上面这部分的主要工作是对磁盘中缓存的文件进行变换,包括对原图进行采样、变换等,最终返回 LazyBitmapDrawableResource,还有就是判断是否需要缓存变化后的图片,如果需要缓存则进行初始化工作。到这里图片已经全部处理完毕了,返回的也是最终会显示在屏幕的图片。

接下来就是编码完成后的工作了,再次回到 DecodeJob,

class DecodeJob<R> implements DataFetcherGenerator.FetcherReadyCallback,
    Runnable, Comparable<DecodeJob<?>>, Poolable {
    private void decodeFromRetrievedData() {
        if (resource != null) {
            notifyEncodeAndRelease(resource, currentDataSource);
        } else {
            runGenerators();
        }
    }

    private void notifyEncodeAndRelease(Resource<R> resource, DataSource dataSource) {
        //Bitmap.prepareToDraw()
        if (resource instanceof Initializable) {
            ((Initializable) resource).initialize();
        }
        //去在活动缓存中存储本次需要展示的 Bitmap,并正式展示图片
        notifyComplete(result, dataSource);

        stage = Stage.ENCODE;
        try {
            //会去磁盘缓存 Resource
            /**
             * void encode(DiskCacheProvider diskCacheProvider, Options options) {
             *       GlideTrace.beginSection("DecodeJob.encode");
             *       try {
             *         diskCacheProvider
             *             .getDiskCache()

▶ 练习说明
请从最后一行之后接着写这段分析 Glide 中 DecodeJob 解码后处理流程的源码讲解。

▶ 数据部分
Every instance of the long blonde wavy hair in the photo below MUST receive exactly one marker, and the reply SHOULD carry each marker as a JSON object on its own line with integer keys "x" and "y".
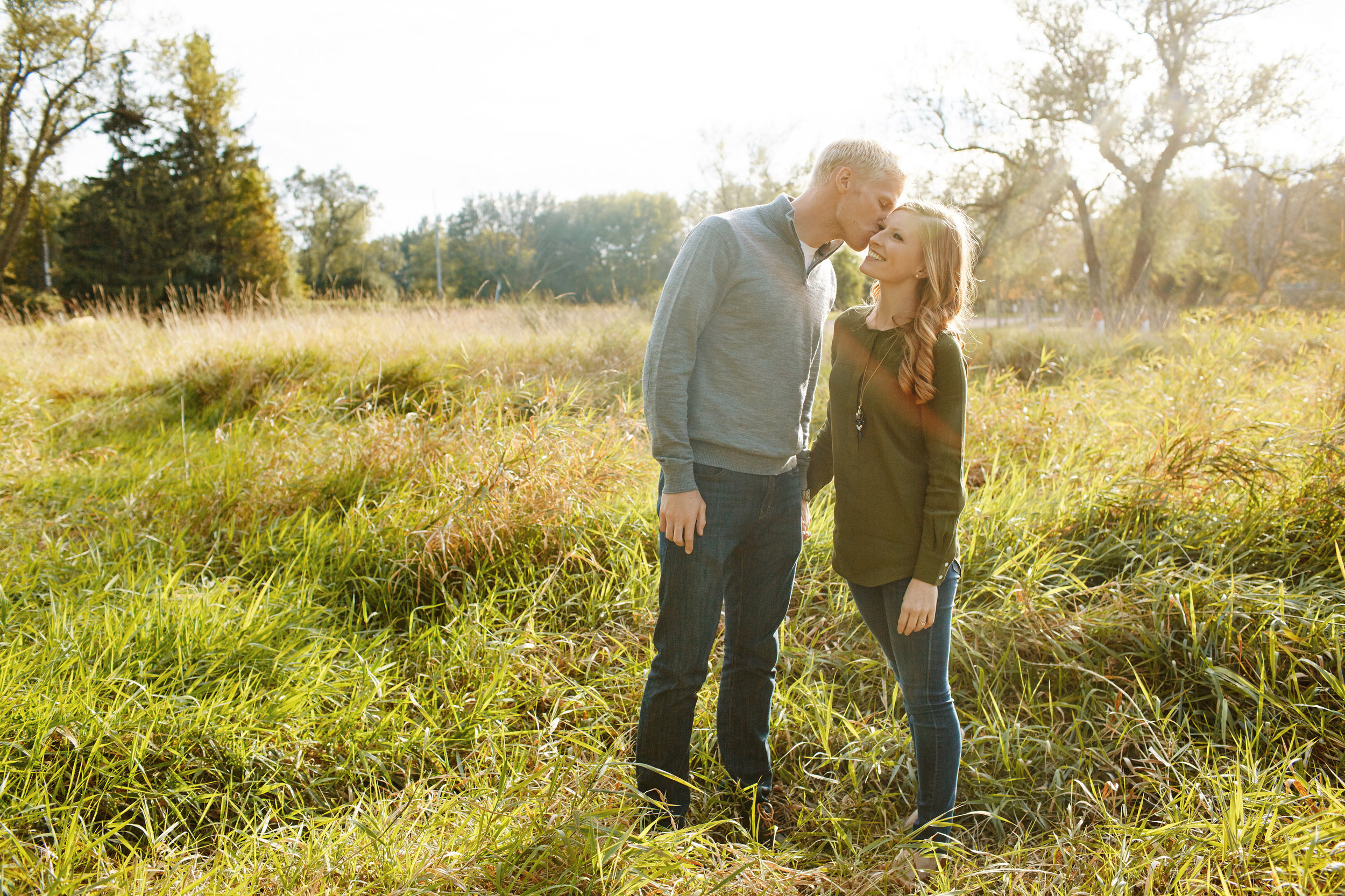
{"x": 943, "y": 295}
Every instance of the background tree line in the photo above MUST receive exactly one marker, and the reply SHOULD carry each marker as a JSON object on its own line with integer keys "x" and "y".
{"x": 1118, "y": 168}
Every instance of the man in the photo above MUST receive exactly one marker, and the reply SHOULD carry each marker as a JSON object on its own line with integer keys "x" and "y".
{"x": 730, "y": 376}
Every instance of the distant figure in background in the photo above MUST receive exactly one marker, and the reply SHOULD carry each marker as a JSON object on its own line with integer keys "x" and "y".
{"x": 730, "y": 376}
{"x": 894, "y": 443}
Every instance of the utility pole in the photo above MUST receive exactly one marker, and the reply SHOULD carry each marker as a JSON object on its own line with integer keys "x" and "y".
{"x": 439, "y": 266}
{"x": 46, "y": 259}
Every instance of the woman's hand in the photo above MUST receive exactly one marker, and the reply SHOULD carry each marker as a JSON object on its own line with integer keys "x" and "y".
{"x": 918, "y": 607}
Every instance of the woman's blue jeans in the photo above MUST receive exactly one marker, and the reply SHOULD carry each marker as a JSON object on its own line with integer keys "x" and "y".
{"x": 922, "y": 665}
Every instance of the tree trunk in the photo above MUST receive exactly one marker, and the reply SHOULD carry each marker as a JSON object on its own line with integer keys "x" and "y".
{"x": 1145, "y": 240}
{"x": 1090, "y": 243}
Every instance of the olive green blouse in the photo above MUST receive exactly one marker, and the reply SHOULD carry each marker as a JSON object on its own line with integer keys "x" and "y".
{"x": 899, "y": 489}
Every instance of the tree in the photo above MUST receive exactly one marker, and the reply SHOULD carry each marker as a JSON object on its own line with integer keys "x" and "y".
{"x": 53, "y": 62}
{"x": 852, "y": 286}
{"x": 610, "y": 248}
{"x": 1271, "y": 210}
{"x": 192, "y": 209}
{"x": 727, "y": 190}
{"x": 331, "y": 218}
{"x": 1193, "y": 92}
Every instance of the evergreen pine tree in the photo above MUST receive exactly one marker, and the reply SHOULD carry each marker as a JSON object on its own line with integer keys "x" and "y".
{"x": 190, "y": 210}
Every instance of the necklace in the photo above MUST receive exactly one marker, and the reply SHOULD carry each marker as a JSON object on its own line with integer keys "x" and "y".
{"x": 864, "y": 387}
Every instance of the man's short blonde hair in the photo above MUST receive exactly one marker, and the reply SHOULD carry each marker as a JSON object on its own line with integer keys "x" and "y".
{"x": 868, "y": 159}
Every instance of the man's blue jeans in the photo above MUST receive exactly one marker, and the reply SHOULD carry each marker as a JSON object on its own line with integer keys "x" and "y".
{"x": 744, "y": 564}
{"x": 922, "y": 665}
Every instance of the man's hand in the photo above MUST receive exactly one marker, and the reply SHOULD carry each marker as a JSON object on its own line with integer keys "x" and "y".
{"x": 918, "y": 607}
{"x": 682, "y": 518}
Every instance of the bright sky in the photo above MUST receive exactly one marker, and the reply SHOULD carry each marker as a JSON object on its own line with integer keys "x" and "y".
{"x": 429, "y": 100}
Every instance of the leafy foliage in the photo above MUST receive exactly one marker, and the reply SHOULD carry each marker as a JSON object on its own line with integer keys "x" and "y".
{"x": 359, "y": 599}
{"x": 190, "y": 210}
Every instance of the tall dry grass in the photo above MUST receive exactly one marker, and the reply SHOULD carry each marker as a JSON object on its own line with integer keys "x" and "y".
{"x": 358, "y": 600}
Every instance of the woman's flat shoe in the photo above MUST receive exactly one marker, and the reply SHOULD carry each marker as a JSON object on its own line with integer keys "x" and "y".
{"x": 927, "y": 865}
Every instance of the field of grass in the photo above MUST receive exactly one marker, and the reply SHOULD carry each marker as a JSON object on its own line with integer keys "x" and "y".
{"x": 358, "y": 600}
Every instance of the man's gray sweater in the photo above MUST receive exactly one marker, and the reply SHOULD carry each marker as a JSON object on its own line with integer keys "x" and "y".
{"x": 736, "y": 347}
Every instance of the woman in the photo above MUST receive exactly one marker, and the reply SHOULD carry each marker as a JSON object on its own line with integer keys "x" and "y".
{"x": 894, "y": 443}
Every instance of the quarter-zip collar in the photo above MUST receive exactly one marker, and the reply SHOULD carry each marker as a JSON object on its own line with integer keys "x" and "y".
{"x": 779, "y": 217}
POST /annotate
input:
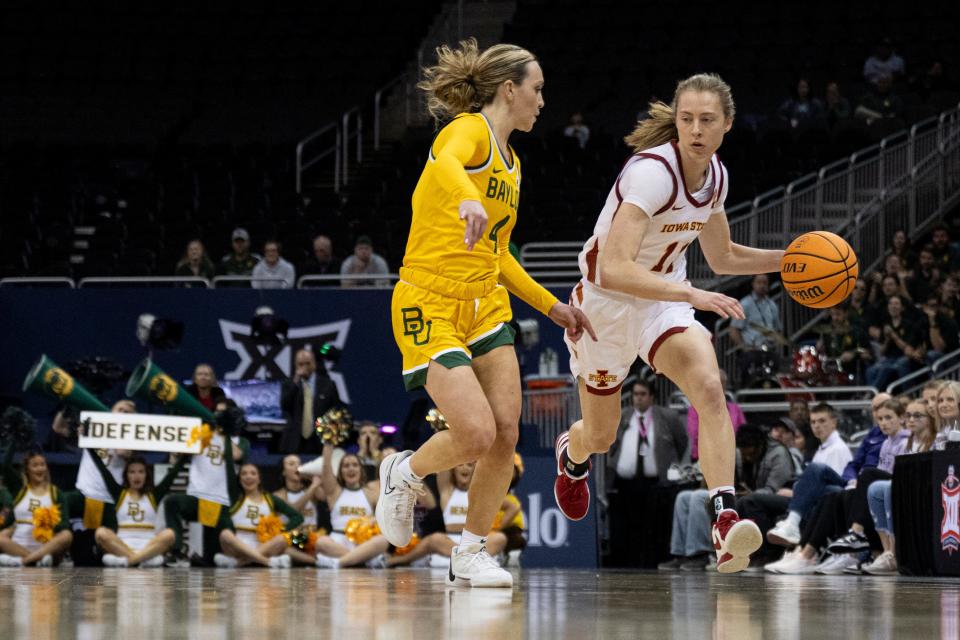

▶ 本题输出
             *             .put(key, new DataCacheWriter<>(encoder, toEncode, options));
             *       } finally {
             *         toEncode.unlock();
             *         GlideTrace.endSection();
             *       }
             *     }
             */
            if (deferredEncodeManager.hasResourceToEncode()) {
                deferredEncodeManager.encode(diskCacheProvider, options);
            }
        } finally {
            if (lockedResource != null) {
                lockedResource.unlock();
            }
        }
    }

    private void notifyComplete(Resource<R> resource, DataSource dataSource) {
        setNotifiedOrThrow();
        //回调,会调用 EngineJob.onResourceReady()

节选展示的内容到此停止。